• ASSIGNMENT: Would you please write out every record exactly?

• MATERIAL SUPPLIED:
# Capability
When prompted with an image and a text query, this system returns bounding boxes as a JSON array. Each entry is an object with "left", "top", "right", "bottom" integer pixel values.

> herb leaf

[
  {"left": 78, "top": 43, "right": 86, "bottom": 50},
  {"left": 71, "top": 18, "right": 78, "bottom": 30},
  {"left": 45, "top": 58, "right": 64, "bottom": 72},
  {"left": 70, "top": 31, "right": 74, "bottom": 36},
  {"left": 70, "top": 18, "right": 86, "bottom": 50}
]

• WRITTEN RESPONSE:
# Capability
When prompted with an image and a text query, this system returns bounding boxes as a JSON array. Each entry is an object with "left", "top", "right", "bottom" integer pixel values.

> herb leaf

[
  {"left": 78, "top": 43, "right": 86, "bottom": 50},
  {"left": 71, "top": 18, "right": 78, "bottom": 30},
  {"left": 45, "top": 58, "right": 64, "bottom": 72},
  {"left": 70, "top": 31, "right": 74, "bottom": 36},
  {"left": 70, "top": 18, "right": 86, "bottom": 50}
]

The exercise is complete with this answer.